Pour s’en convaincre, il n’est d’ailleurs que de rappeler le rôle plus ou moins important joué par les Sociétés secrètes ou à caractère mystique, telles que les » Turbans Jaunes «, les » Lotus Blancs » dans les destinées des pays de sud-est Asiatique.
La crédulité d’une population fruste, avide de connaître des puissances surnaturelles, est un argument essentiel de la faveur et de la prospérité qu’ont connues ces diverses Associations chez qui une impulsion politique vigoureuse peut faire lever, à l’occasion, des contingents de combattants décidés.
Le Sud-Viêtnam, en pleine évolution à la suite des événements de 1945-1946, profondément affecté par l’occupation japonaise, et l’impuissance concomitante du Pouvoir Central, devait, dans de telles conditions, offrir un terrain favorable au développement des sectes politico-religieuses existantes, et accroître singulièrement leurs possibilités d’action. De fait, et après une période assez trouble où leurs dirigeants comprirent que le succès total des Forces Communistes serait funeste à leur cause, les différentes sectes du Sud-Viêtnam se sont sensiblement ralliées au commandement français auquel elles ont apporté, dans les opérations de pacification, un concours certain, encore que très souvent intéressé et sujet à quelques défaillances.
Laissant de côté les Hoa-Hao, les Unités de Marche de Défense des Chrétientés et les Forces Armées Nationales Binh-Xuyên, Monsieur MEILLON, l’un de nos meilleurs spécialistes des questions du Viêt-nam, a bien voulu écrire, pour les lecteurs du Ruban Rouge, l’étude suivante sur le Caodaïsme.
P. B.
Par deux fois, récemment, le Caodaïsme a fait l’objet d’informations touchant à l’actualité vietnamienne. Cela mérite d’autant plus d’être souligné que, depuis 1956, année de l’intégration définitive des troupes caodaïstes dans l’armée nationale vietnamienne ( 24 février ) et de la conclusion de la convention de Tây-Ninh ( 28 février ), ce mouvement n’avait plus guère fait parler de lui, si ce n’est lors du décès survenu à Phnom-Penh, le 17 mai 1959, du Supérieur Pham Công Tac.

• Vos tâches:
(1) Pour chacune de ces affirmations, dites si l'extrait sur les sectes du Sud-Viêtnam la confirme, par oui ou non, en citant mot pour mot le passage qui tranche. (a) Les troupes caodaïstes ont été intégrées à l'armée nationale vietnamienne en 1956. (b) Le Supérieur Pham Công Tac est mort à Saïgon. (c) L'étude de Monsieur MEILLON porte sur les Hoa-Hao.
(2) Reprenez l'extrait sur les sectes du Sud-Viêtnam juste après sa dernière phrase et poursuivez-le.
Les lignes de données sont un matériau à part, sans rapport avec l'extrait.

• Données fournies:

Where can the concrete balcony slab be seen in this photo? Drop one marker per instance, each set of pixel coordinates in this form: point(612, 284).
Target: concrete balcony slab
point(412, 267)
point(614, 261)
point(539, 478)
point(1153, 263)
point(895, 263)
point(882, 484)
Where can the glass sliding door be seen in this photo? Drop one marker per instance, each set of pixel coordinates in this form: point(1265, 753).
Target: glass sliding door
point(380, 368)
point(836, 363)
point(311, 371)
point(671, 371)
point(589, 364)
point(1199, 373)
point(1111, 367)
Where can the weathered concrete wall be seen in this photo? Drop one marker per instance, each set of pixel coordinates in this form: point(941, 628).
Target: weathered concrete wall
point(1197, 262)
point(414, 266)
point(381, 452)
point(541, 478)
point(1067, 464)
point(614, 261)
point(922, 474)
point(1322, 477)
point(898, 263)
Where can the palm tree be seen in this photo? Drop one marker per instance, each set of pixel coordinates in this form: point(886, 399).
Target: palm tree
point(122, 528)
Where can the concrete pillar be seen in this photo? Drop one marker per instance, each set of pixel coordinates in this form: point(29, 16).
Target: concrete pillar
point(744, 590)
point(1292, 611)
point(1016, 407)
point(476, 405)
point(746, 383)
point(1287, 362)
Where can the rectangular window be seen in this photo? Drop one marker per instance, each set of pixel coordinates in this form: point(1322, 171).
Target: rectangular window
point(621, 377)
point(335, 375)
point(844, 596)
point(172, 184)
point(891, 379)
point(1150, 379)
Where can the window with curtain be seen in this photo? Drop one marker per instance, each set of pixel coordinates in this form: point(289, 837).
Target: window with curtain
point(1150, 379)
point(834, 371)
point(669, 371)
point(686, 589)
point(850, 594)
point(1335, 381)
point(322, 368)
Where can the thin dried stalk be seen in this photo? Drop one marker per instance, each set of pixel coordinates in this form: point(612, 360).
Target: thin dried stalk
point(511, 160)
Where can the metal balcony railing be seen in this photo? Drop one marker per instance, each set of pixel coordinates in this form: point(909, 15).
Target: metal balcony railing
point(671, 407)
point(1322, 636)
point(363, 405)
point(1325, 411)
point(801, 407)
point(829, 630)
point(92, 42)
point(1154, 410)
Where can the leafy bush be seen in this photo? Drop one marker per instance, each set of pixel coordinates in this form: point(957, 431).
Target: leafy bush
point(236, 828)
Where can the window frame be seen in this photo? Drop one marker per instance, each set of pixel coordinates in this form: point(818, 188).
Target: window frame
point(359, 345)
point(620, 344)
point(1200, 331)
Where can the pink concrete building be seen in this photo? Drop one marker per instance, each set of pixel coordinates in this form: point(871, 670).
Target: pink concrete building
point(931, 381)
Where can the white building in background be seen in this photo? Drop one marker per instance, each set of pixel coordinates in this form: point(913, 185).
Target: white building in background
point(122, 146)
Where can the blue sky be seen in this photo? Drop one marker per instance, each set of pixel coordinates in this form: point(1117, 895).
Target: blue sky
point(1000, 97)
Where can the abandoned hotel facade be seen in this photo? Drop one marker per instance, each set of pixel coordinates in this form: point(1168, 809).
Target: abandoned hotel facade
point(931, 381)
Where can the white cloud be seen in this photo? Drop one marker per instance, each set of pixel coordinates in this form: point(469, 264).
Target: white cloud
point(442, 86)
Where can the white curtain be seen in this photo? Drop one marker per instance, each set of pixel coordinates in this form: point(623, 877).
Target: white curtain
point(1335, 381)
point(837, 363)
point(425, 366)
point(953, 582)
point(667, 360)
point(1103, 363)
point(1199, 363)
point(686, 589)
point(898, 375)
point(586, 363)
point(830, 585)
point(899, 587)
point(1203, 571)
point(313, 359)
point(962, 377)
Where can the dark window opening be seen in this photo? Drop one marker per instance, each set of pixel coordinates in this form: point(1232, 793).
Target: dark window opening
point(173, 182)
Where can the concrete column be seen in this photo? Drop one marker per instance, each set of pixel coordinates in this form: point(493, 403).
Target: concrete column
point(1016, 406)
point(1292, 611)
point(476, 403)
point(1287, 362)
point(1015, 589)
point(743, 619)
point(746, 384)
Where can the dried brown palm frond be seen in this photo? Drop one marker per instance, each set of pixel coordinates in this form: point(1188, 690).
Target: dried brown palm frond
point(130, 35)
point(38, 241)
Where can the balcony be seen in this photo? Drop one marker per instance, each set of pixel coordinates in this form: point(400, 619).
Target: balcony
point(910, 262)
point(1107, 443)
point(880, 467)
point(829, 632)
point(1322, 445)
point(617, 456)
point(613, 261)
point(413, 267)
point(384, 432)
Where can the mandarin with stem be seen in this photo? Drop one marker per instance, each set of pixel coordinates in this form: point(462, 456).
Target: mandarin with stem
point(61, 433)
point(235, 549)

• Réponses dans l'ordre:
(1)
(a) Oui : « depuis 1956, année de l’intégration définitive des troupes caodaïstes dans l’armée nationale vietnamienne »
(b) Non : « du décès survenu à Phnom-Penh, le 17 mai 1959, du Supérieur Pham Công Tac »
(c) Non : « Laissant de côté les Hoa-Hao » et « l’étude suivante sur le Caodaïsme »

(2)
Début juillet 1959, certains journaux saigonnais publiaient la nouvelle d’un détournement de deux millions de piastres commis à l’occasion de la construction, en 1955, d’un camp situé à Xuân-Hiêp ( Thu-Duc ) et destiné à des troupes caodaïstes. Aussitôt, le Département de la Défense Nationale, au cours d’une conférence de presse tenue le 7 juillet, démentait formellement la nouvelle. Il faisait savoir qu’en 1955 le Général caodaïste Van Thanh Cao agissant de sa propre initiative, avait confié à l’un de ses officiers le soin de construire le camp en question ; cependant, le détachement qui devrait s’y installer avait dû faire mouvement avant l’achèvement des travaux, devenus sans objet et, de ce fait, arrêtés. Il ajoutait que le Général Van Thanh Cao lui avait bien demandé une somme supérieure à six millions de piastres afin de rembourser les dépenses engagées, mais que cette demande, en cours d’examen, n’avait encore fait l’objet d’aucune ouverture de crédits.
Le 22 novembre s’ouvrait à Saigon le Congrès national de l’Association pour la Restauration du Viêt-nam, parti fondé en 1949 en vue de rassembler toutes les classes de la population vietnamienne, présenté comme un mouvement indépendant du Caodaïsme, mais considéré en fait comme soumis à cette doctrine. C’était la résurgence de l’ancienne » Ligue pour la Restauration du Viêt-nam « , créée en 1936, sous l’égide du Prince CUONG DE, réfugié au Japon, d’où il animait une active propagande nationaliste.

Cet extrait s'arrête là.